** Supplied material follows **
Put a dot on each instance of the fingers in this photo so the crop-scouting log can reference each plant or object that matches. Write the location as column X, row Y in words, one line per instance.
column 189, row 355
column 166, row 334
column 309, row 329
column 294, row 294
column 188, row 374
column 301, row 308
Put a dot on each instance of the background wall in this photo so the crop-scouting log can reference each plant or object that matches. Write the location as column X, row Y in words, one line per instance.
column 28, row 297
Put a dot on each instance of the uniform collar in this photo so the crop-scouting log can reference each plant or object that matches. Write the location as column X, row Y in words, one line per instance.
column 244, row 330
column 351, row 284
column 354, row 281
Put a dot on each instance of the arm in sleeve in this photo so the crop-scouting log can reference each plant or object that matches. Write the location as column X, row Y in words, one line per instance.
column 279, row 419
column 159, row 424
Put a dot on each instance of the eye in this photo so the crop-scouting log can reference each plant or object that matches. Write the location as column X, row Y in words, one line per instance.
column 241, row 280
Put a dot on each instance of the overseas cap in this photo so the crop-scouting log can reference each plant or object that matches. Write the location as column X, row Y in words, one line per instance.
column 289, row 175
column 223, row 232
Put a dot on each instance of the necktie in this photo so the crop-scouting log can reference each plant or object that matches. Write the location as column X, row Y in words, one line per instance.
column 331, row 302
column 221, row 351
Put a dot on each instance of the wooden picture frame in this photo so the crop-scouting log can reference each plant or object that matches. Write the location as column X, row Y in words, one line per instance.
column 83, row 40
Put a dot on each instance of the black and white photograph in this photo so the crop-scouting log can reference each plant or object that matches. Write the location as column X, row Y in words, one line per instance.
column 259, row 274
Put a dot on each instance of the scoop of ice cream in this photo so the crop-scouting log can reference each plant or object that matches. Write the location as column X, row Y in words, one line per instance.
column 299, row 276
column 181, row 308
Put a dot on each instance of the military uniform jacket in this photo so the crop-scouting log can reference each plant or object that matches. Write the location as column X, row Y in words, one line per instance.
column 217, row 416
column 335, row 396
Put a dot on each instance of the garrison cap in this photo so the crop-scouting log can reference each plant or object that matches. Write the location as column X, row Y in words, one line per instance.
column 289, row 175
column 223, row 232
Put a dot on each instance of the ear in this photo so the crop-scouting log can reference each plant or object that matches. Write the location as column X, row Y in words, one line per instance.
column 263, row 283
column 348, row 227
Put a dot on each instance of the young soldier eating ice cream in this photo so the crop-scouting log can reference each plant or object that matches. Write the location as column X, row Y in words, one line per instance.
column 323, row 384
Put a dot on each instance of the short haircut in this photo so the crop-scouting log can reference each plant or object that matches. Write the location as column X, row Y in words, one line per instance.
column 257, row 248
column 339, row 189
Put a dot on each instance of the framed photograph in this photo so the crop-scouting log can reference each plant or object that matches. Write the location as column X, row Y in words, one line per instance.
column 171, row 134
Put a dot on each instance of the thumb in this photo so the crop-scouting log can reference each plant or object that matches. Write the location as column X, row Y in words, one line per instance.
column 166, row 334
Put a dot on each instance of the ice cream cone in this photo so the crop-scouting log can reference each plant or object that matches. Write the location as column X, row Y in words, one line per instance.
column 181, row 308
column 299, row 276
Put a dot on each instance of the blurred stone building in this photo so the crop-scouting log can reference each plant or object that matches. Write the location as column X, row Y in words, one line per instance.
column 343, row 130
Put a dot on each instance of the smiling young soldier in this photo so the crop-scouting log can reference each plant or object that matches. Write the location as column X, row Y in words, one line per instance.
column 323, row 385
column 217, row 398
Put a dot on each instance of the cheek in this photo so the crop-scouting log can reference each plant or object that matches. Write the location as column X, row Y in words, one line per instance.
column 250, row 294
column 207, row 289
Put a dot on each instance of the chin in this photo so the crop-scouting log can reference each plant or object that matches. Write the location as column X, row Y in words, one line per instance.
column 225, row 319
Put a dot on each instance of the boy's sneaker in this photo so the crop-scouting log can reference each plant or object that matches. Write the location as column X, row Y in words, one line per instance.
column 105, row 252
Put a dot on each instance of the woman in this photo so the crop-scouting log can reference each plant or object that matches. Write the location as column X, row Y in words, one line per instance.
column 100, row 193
** End of Supplied material **
Work request
Transcribe the records above with every character unchanged.

Task response
Put a dot on each instance of the fingers in this photo so the crop-scouting log can reference each plant or object that matches. Write the location as column X, row Y in words, one line per instance.
column 189, row 355
column 166, row 334
column 309, row 329
column 294, row 294
column 188, row 374
column 301, row 308
Put a dot on each instance of the background wall in this photo so the crop-scouting log can reference each plant or object that matches. Write the location as column X, row Y in words, one line per instance.
column 28, row 297
Put a dot on each instance of the uniform collar in this photo so the crop-scouting log can reference each plant or object that matches. Write the location as column X, row Y in words, one line per instance.
column 244, row 330
column 351, row 284
column 354, row 281
Put a dot on each instance of the arm in sleeve in this photo so the crop-scouting log can reference each plant or object that matches. Write the location as column X, row Y in words, one line per instance.
column 279, row 419
column 159, row 424
Put a dot on each instance of the eye in this photo so the crop-scouting log can reference each plant or object that matches. Write the location as column X, row Y in words, one line per instance.
column 241, row 280
Put a dot on each instance of the overseas cap in this photo so the crop-scouting log can reference each plant or object that matches. Write the location as column X, row Y in words, one line per instance.
column 289, row 175
column 223, row 232
Put a dot on each instance of the necktie in this photo so the crop-scouting log can reference each plant or object that matches. Write the location as column X, row Y in words, one line per instance.
column 331, row 302
column 221, row 351
Put a dot on each instance of the wooden picture frame in this photo so the crop-scouting log can reference each plant or object that matches. Write the location as column X, row Y in words, one line per instance.
column 83, row 40
Put a dot on each instance of the black and white photograph in this photo so the crop-scouting log can reference each plant or object that matches. Write the location as column X, row Y in words, one line per instance.
column 259, row 274
Put a dot on each instance of the scoop of ice cream in this photo so the crop-scouting log can reference each plant or object that matches. Write the location as column X, row Y in words, one line per instance.
column 299, row 276
column 181, row 308
Put a dot on each instance of the military uniform jacket in this photo so the crop-scouting log can reference each plant or object that matches. Write the location as column X, row Y in words, one line per instance.
column 217, row 416
column 335, row 396
Put a dot on each instance of the garrison cap in this photo so the crop-scouting log can reference each plant or object that matches. Write the location as column X, row Y in words, one line per instance.
column 289, row 175
column 223, row 232
Put a dot on each instance of the ear in this photo so the crop-scouting log can reference each plant or object that matches. Write the location as column X, row Y in words, one line per instance.
column 263, row 283
column 348, row 227
Put a dot on each instance of the young soldier eating ice cream in this photo so the crop-scouting log can reference each plant or object that matches. Write the location as column X, row Y in words, one line per instance.
column 323, row 384
Put a dot on each instance of the short haircut in this photo so the crop-scouting log can reference each plant or object that matches. Write the location as column X, row Y in words, one line per instance.
column 257, row 248
column 339, row 189
Put a dot on each instance of the framed photograph in this photo so the crop-scouting log can reference each plant or object that matches. Write the location as column X, row Y in words, one line per instance.
column 171, row 134
Put a dot on each instance of the thumb in this photo so the crop-scouting log can reference each plant or object that matches. Write the location as column X, row Y in words, one line per instance.
column 166, row 334
Put a dot on each instance of the ice cream cone in this photo so the crop-scouting log can reference each plant or object that matches. Write the location as column X, row Y in words, one line per instance.
column 181, row 308
column 299, row 276
Put a dot on each instance of the blurred stone building in this photo so the crop-scouting log can reference each plant or object that matches. Write the location as column X, row Y in words, one line per instance.
column 343, row 130
Put a dot on each instance of the smiling young soldier in this photo so the crop-scouting log can reference each plant or object that matches. Write the location as column X, row Y in words, one line per instance.
column 323, row 385
column 217, row 398
Put a dot on each instance of the cheek in this photo so the crop-scouting log can reference each plant or object that matches. Write the location as column X, row Y in words, one line per instance.
column 250, row 294
column 207, row 289
Put a dot on each instance of the chin in this photo so the crop-scouting log can reference each plant or object that matches. Write the location as column X, row Y in words, one line per instance.
column 225, row 319
Put a dot on each instance of the boy's sneaker in this photo so the crop-scouting log can reference each plant or object that matches. Write the location as column X, row Y in words, one line per instance.
column 105, row 252
Put a dot on each instance of the woman in this photo so the crop-scouting log can reference each plant or object that matches. Write the location as column X, row Y in words, one line per instance.
column 100, row 193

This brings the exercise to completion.